__EXERCISE PROMPT__:
Write out every one of the entries below word for word, omitting the pictures.

Pointing dataset excerpts:
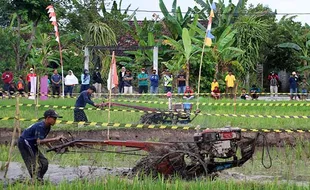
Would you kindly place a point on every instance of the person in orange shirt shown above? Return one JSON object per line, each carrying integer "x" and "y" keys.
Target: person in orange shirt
{"x": 214, "y": 84}
{"x": 230, "y": 84}
{"x": 188, "y": 94}
{"x": 216, "y": 94}
{"x": 31, "y": 74}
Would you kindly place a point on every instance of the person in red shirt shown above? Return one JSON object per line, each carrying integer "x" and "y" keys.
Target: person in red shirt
{"x": 7, "y": 78}
{"x": 31, "y": 74}
{"x": 188, "y": 94}
{"x": 216, "y": 94}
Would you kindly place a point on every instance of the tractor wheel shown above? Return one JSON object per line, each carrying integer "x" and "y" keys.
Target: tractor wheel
{"x": 152, "y": 118}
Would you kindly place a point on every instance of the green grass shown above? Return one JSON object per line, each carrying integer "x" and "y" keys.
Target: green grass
{"x": 149, "y": 184}
{"x": 204, "y": 121}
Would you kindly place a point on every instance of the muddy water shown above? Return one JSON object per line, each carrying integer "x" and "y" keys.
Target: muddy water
{"x": 57, "y": 174}
{"x": 162, "y": 135}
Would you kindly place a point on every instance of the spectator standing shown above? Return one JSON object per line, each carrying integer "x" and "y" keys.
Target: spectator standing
{"x": 121, "y": 79}
{"x": 298, "y": 80}
{"x": 143, "y": 81}
{"x": 127, "y": 82}
{"x": 12, "y": 89}
{"x": 97, "y": 81}
{"x": 244, "y": 94}
{"x": 56, "y": 80}
{"x": 293, "y": 86}
{"x": 154, "y": 78}
{"x": 20, "y": 85}
{"x": 85, "y": 78}
{"x": 216, "y": 94}
{"x": 214, "y": 84}
{"x": 7, "y": 78}
{"x": 188, "y": 93}
{"x": 254, "y": 92}
{"x": 181, "y": 78}
{"x": 168, "y": 81}
{"x": 70, "y": 81}
{"x": 29, "y": 75}
{"x": 304, "y": 88}
{"x": 274, "y": 83}
{"x": 230, "y": 84}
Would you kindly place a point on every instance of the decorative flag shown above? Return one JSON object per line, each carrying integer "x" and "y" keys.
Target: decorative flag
{"x": 209, "y": 36}
{"x": 52, "y": 16}
{"x": 113, "y": 78}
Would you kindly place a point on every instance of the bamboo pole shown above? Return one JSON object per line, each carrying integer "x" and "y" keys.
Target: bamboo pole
{"x": 110, "y": 94}
{"x": 16, "y": 126}
{"x": 199, "y": 77}
{"x": 62, "y": 70}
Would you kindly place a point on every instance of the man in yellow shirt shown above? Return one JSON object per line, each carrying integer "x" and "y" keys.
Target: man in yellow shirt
{"x": 214, "y": 84}
{"x": 230, "y": 84}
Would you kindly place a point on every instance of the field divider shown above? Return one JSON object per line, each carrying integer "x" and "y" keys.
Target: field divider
{"x": 220, "y": 104}
{"x": 171, "y": 112}
{"x": 159, "y": 126}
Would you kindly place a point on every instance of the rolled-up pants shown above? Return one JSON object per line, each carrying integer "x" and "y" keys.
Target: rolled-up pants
{"x": 35, "y": 161}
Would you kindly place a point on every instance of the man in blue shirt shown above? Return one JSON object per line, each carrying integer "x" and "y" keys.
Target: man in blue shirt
{"x": 56, "y": 80}
{"x": 143, "y": 81}
{"x": 82, "y": 100}
{"x": 293, "y": 85}
{"x": 28, "y": 143}
{"x": 154, "y": 78}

__OUTPUT BELOW__:
Would you kindly place a point on every instance of the person in orange shirt shown above? Return one JSON object per line, each carrying integer "x" and "y" keys.
Target: person in orange shirt
{"x": 214, "y": 84}
{"x": 230, "y": 84}
{"x": 188, "y": 94}
{"x": 216, "y": 94}
{"x": 31, "y": 74}
Would you kindly place a point on every instance of the person in red shirt shown above? Return one JSON object per line, each carrying integer "x" and "y" keys.
Target: person in red shirt
{"x": 7, "y": 78}
{"x": 31, "y": 74}
{"x": 188, "y": 94}
{"x": 216, "y": 94}
Would you kindly place a point on every instance of the tractor wheel shown above? Return one JSON object per line, each carrying integer "x" and "y" keys.
Target: tractor wheel
{"x": 152, "y": 118}
Would you kindly place a point on every instance of the green grass shown above? Return one JSON object per line, each carrying integer "x" and "y" keys.
Target: green grass
{"x": 149, "y": 184}
{"x": 204, "y": 121}
Would you kindly place a point on every instance of the muddy water shown above? Return one JSON object per line, each carrying integer "x" and "y" keys.
Target: muddy water
{"x": 57, "y": 174}
{"x": 162, "y": 135}
Would you kindly place a point on every instance of the spectator standing shown above? Return one JSON object per line, each carrying integer "x" and "y" keys.
Target: spectator standing
{"x": 121, "y": 79}
{"x": 298, "y": 80}
{"x": 143, "y": 81}
{"x": 127, "y": 82}
{"x": 12, "y": 89}
{"x": 97, "y": 81}
{"x": 244, "y": 94}
{"x": 56, "y": 80}
{"x": 293, "y": 86}
{"x": 154, "y": 78}
{"x": 20, "y": 85}
{"x": 85, "y": 78}
{"x": 216, "y": 94}
{"x": 214, "y": 84}
{"x": 7, "y": 78}
{"x": 188, "y": 93}
{"x": 254, "y": 92}
{"x": 181, "y": 78}
{"x": 168, "y": 81}
{"x": 70, "y": 81}
{"x": 29, "y": 75}
{"x": 304, "y": 88}
{"x": 274, "y": 83}
{"x": 230, "y": 84}
Would you kindly place a point on every instance of the decorative flag shown above? Return one JSON object per line, each carrying integer "x" and "y" keys.
Target: decorative flag
{"x": 209, "y": 36}
{"x": 52, "y": 16}
{"x": 113, "y": 78}
Would you kindly place a point on every instance of the bamboo pole shown above? Return one JSON object per line, each carrying integer "x" and "y" keys.
Target: bamboo pole
{"x": 110, "y": 94}
{"x": 16, "y": 126}
{"x": 199, "y": 77}
{"x": 62, "y": 70}
Would you kindly place a point on every instance of the man in yellow shirt shown above? Return one JSON object per line, each carrying integer "x" and "y" keys.
Target: man in yellow shirt
{"x": 214, "y": 84}
{"x": 230, "y": 84}
Would you kindly place a point on every instance of the field divider shown above? Return one JSON object per line, each carrying integer "x" and "y" keys.
Target: field divider
{"x": 220, "y": 104}
{"x": 171, "y": 112}
{"x": 159, "y": 126}
Would you kindly place a point on every instance of the rolled-up pants shown above? Return one JSON object per line, each carrying integer "x" and "y" keys.
Target: rolled-up pants
{"x": 35, "y": 161}
Would you kindly place a point on every instance of the man in blue shirt shown above? Return one JSON object per line, each carrying integer "x" and "y" keys.
Target: man in blue shirt
{"x": 56, "y": 80}
{"x": 143, "y": 81}
{"x": 82, "y": 100}
{"x": 293, "y": 85}
{"x": 28, "y": 143}
{"x": 154, "y": 78}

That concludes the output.